SUPPLIED PASSAGE

* begin *

25. It further submitted that order granted by the court to a non-existent party constitutes an error apparent on the face of the record which   is an error that does not require elaborate arguments to support. It relied on the case of James Kiiru Mwangi v Gibson Kimani Mwangi & Another [2012] e KLR which cited with approval the case of Muyodi v Industrial & Commercial Development Corporation & Another [2006] 1 EA 243.

26. The Applicant also submitted that the consent order also estopped the Plaintiff from having any claim against the Applicant. It put forward the case of Carol Construction Engineers Limited & Another v National Bank of Kenya [2020] e KLR and added that the mere fact that the Applicant filed a detailed defence and counterclaim cannot form a basis for the Plaintiff to assert that the Applicant abandoned its claim to the suit land. It further submitted that the Plaintiff’s contention that the Applicant’s ownership was subject to challenge cannot stand as the case against the Defendant was settled wholly by the consent.

27. It was also the Applicant’s submission non-disclosure of material facts is taken as a grave omission and a court of law will not hesitate to discharge an injunction/order obtained through such non-disclosure. It relied on the case of      Gotv Kenya Ltd vs royal Media Services Limited & 2 others [2015] e KLRand further submitted that had the court been prompted by the Plaintiff that the Applicant was no longer a party and that its further amended plaint was misleading for failure to amend, the court would have reached a different conclusion.

28. On the Plaintiff’s contention that the Applicant had no locus to seek a review of the judgement of the court on grounds that the Applicant is not a party to the suit and that it voluntarily decided not to participate, it submitted that its locus stems from the fact that the impugned judgment adversely affects it as it lists it as the 3rd Defendant notwithstanding that it is no longer a party to the proceedings. It further submitted that  Section 80 of the Civil Procedure Act as read with Order 45 of the civil procedure rules provide that any person who considers himself aggrieved by the decision of the court has an opportunity to apply for review.

29. The Applicant submitted that the appropriate relief  is provided for under Section 80 of the Civil Procedure Act having shown that there was an error apparent on the face of the record. It relied on the cases of Republic v. Public Procurement Administrative Review Board & 2 Others[2018]e KLRand National Bank of Kenya Ltd V Ndungu Njau [1997]e KLR. The Applicant also urged the court to award it costs of the application.

The Plaintiff’s /Respondent’s submissions

30. They are dated 8th October 2021 and the Plaintiff addressed the following issues:-

a. Whether there exists an error apparent on the face of the record.

b. Whether the Plaintiff failed to disclose material facts.

31. The Plaintiff submitted that the Applicant’s prayer in its application cannot be said to seek correction of an error apparent on the face of the record as no error was pointed out to the court but instead the Applicant has gone deep and argued the merits of the suit.

* end *

EXTRACTED INFORMATION
* begin *

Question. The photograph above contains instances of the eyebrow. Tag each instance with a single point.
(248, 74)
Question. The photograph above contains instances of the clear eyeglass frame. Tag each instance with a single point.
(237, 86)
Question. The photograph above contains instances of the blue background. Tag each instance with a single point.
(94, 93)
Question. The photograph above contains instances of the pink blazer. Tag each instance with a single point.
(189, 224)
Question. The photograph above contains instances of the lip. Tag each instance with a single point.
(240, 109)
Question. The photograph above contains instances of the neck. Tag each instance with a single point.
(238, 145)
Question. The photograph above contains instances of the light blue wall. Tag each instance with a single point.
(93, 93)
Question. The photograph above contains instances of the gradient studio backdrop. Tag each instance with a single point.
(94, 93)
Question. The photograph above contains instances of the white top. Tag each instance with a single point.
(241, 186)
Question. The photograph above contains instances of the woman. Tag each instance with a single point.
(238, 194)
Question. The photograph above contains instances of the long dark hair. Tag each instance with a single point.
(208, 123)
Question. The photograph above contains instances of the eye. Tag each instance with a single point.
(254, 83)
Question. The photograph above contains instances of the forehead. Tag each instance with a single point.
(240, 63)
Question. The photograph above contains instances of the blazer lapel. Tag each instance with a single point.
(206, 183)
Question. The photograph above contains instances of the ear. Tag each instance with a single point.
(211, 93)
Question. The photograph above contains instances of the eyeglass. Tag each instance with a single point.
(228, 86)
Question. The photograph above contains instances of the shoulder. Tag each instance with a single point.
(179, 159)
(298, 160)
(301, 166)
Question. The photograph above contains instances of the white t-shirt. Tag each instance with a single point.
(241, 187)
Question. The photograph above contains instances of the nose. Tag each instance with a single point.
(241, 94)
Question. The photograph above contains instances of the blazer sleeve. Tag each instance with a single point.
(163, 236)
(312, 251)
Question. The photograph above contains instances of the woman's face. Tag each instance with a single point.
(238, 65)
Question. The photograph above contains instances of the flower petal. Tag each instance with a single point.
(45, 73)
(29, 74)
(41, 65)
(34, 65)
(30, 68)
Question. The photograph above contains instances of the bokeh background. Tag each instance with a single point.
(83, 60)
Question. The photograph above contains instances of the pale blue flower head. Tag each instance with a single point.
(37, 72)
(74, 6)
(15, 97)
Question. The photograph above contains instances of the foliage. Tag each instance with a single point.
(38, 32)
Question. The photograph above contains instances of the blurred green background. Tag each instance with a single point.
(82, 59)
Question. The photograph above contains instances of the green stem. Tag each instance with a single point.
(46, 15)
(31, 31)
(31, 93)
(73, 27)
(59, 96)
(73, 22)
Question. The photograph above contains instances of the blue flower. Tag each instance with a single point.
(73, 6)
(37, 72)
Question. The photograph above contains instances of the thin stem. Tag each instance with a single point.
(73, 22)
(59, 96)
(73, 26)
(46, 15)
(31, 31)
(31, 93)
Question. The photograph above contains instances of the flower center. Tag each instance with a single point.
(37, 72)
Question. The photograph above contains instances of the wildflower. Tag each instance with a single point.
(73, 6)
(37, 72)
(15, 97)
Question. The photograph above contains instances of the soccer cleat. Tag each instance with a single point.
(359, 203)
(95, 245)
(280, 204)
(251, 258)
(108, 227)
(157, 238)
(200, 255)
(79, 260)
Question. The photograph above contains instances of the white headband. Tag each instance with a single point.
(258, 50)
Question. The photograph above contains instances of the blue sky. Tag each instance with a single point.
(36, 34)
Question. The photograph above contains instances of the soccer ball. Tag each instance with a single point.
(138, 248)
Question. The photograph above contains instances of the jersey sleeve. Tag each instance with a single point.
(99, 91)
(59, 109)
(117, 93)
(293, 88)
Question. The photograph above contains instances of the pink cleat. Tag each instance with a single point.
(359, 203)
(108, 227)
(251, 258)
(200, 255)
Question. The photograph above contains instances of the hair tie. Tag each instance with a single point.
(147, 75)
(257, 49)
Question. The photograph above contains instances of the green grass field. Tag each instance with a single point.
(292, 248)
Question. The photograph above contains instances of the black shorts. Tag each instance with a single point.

* end *

GIVEN INSTRUCTION
Retype the court ruling text word for word, from "30. They are" up to and including "exists an error apparent on the face of the record.".

THE ANSWER
30. They are dated 8th October 2021 and the Plaintiff addressed the following issues:-

a. Whether there exists an error apparent on the face of the record.